PASSAGE SHOWN
Using Stata in Quarto

Interactive notebooks with nbstata

Published

January 1, 2025

Standard Stata workflows separate code from documentation. You run .do files, check console output, save tables as .tex files. When exploring data or testing specifications, you end up with scattered output and unclear provenance.

Quarto with nbstata offers a different approach for research exploration: code, results, and narrative in self-contained HTML reports. Run regressions, generate tables, document findings - all in one file that you can share with collaborators or publish online.

This is particularly useful for:

This isn’t for journal submissions (those use LaTeX). It’s for the exploratory work that happens before you know what’s publication-ready.

Requirements: Stata 17+ (when Stata added Python integration), Python 3.7+, Quarto.

nbstata is a Jupyter kernel providing native Stata cells with syntax highlighting, inline code evaluation, and enhanced data exploration commands (%browse, %head, %tail).

SOURCE INFORMATION
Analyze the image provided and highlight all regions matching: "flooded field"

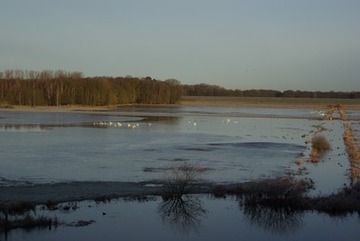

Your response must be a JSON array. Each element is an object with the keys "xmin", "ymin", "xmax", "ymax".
[
  {"xmin": 0, "ymin": 107, "xmax": 360, "ymax": 240},
  {"xmin": 4, "ymin": 195, "xmax": 360, "ymax": 241}
]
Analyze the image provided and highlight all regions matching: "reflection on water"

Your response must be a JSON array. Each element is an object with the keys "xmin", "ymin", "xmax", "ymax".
[
  {"xmin": 159, "ymin": 195, "xmax": 207, "ymax": 234},
  {"xmin": 0, "ymin": 195, "xmax": 360, "ymax": 241},
  {"xmin": 240, "ymin": 201, "xmax": 304, "ymax": 235}
]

TASKS
1 – From the page on using Stata in Quarto, reproduce the passage starting with "Quarto with nbstata" and going on through "know what’s publication-ready.".
2 – Answer these questions from the page on using Stata in Quarto:
(a) According to the page, what do journal submissions use?
(b) What is the minimum Stata version required, and what did Stata add in that version?
(c) Which enhanced data exploration commands does nbstata provide?
3 – Write the next part of the page on using Stata in Quarto, picking up after its final sentence.

EXERCISE RESULTS
1 –
Quarto with nbstata offers a different approach for research exploration: code, results, and narrative in self-contained HTML reports. Run regressions, generate tables, document findings - all in one file that you can share with collaborators or publish online.

This is particularly useful for:

This isn’t for journal submissions (those use LaTeX). It’s for the exploratory work that happens before you know what’s publication-ready.

2 –
(a) LaTeX.
(b) Stata 17, the version in which Stata added Python integration.
(c) %browse, %head and %tail.

3 –
Installation

You need Stata 17+, Python 3.7+, and Quarto (download here).

The key challenge: Quarto doesn’t automatically detect your Python environment. You need to tell it which Python installation has Jupyter. The cleanest approach: install nbstata where Jupyter already works, then point Quarto to that Python.

Step 1: Find your working Jupyter’s Python

which jupyter
head -1 $(which jupyter)
# Note the Python path in the shebang line

Step 2: Install nbstata in that environment

# Use the exact Python path from step 1
/path/to/your/jupyter/python -m pip install nbstata
/path/to/your/jupyter/python -m nbstata.install

Step 3: Tell Quarto to use this Python

export QUARTO_PYTHON="/path/to/your/jupyter/python"
quarto check jupyter  # Should show nbstata available

Example for Homebrew-managed Jupyter:

# Install where Jupyter lives
/opt/homebrew/Cellar/jupyterlab/4.4.4/libexec/bin/python -m pip install nbstata
/opt/homebrew/Cellar/jupyterlab/4.4.4/libexec/bin/python -m nbstata.install

# Configure Quarto
export QUARTO_PYTHON="/opt/homebrew/Cellar/jupyterlab/4.4.4/libexec/bin/python"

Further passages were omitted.